═════ Entries shown ═════

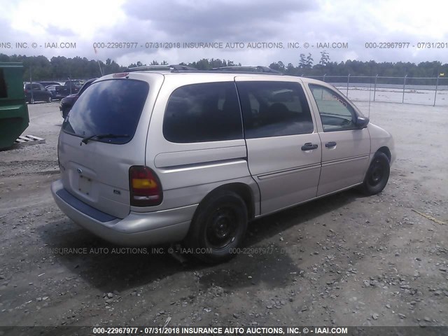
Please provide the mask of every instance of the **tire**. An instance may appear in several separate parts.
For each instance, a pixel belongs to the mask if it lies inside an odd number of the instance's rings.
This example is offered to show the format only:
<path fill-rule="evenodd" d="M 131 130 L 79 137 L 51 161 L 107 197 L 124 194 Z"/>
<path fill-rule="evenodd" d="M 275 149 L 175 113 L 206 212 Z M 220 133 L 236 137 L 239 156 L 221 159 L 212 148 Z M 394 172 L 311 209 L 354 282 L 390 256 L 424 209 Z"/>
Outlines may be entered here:
<path fill-rule="evenodd" d="M 386 154 L 377 152 L 372 159 L 370 166 L 365 173 L 361 191 L 367 195 L 376 195 L 383 191 L 387 184 L 391 173 L 391 164 Z"/>
<path fill-rule="evenodd" d="M 247 221 L 243 199 L 232 191 L 220 191 L 200 204 L 186 244 L 197 259 L 208 263 L 225 261 L 243 241 Z"/>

═════

Challenge — Rewrite the data from its start through the line that contains "This example is", swapping "format" for "layout" and keeping everything else the same. Leave the picture out.

Complete output —
Please provide the mask of every instance of the **tire**. An instance may appear in several separate parts.
For each instance, a pixel belongs to the mask if it lies inside an odd number of the instance's rings.
This example is offered to show the layout only:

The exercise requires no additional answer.